**WHAT TO DO**. Rewrite the lines from the one containing "Look at the photograph above. For each instance of the air" through the last line of the entries, replacing "brick wall" with "stone wall" and leaving everything else unchanged. Return only those lines.
··········
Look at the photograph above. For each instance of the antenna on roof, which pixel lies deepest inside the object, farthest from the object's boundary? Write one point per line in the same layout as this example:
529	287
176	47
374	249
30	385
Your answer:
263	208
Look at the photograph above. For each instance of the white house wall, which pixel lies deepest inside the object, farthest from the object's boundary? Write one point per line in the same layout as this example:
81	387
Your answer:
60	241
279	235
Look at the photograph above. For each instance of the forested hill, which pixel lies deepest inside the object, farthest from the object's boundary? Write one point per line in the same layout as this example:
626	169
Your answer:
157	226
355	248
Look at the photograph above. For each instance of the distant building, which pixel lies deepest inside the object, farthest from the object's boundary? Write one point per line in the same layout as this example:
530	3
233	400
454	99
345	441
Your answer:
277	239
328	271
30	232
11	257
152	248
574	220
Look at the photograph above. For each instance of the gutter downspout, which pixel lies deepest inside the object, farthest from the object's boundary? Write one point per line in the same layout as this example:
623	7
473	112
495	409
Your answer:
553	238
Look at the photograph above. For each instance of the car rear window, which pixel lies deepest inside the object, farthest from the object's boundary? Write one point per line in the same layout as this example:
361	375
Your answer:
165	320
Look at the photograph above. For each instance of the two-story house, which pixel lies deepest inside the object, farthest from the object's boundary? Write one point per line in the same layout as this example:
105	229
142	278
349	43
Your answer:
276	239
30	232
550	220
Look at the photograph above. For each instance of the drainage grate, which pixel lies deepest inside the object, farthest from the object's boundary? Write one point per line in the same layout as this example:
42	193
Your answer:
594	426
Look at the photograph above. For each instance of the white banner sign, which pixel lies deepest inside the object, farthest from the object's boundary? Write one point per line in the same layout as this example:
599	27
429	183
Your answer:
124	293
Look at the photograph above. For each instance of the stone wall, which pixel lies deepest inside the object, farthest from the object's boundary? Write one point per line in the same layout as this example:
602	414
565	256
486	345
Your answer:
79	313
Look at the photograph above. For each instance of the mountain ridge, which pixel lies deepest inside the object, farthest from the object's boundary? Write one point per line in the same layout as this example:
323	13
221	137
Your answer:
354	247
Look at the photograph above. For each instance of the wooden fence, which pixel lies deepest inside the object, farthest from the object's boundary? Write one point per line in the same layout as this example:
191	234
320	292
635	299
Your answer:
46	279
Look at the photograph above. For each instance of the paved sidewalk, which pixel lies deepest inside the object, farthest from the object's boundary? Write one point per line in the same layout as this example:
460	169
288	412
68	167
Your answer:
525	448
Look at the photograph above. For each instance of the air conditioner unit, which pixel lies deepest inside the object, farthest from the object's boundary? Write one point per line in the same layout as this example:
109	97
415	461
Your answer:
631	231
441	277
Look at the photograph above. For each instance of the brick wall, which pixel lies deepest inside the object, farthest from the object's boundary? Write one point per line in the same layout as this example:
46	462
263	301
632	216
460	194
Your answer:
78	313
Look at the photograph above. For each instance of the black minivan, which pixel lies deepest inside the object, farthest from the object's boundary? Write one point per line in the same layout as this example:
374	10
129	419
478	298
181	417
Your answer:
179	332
··········
**RESULT FOR THIS EXERCISE**.
Look at the photograph above. For each instance of the air conditioner unit, which pixel lies deepest inside the object, farthest from the object's boundary? Write one point per line in the same layout as this example:
109	97
415	461
Your answer:
631	231
441	277
Look at the photograph above. For each instance of the stone wall, which pixel lies deepest inside the object, farthest from the object's boundary? Write one point per line in the same layout as this example:
46	462
263	301
632	216
460	194
Your answer:
78	313
Look at the photograph above. For each instance of the black minivan, which pixel lies deepest inside the object, farthest from the object's boundary? Write one point per line in the same layout as this example:
374	10
129	419
478	298
181	417
Your answer:
179	332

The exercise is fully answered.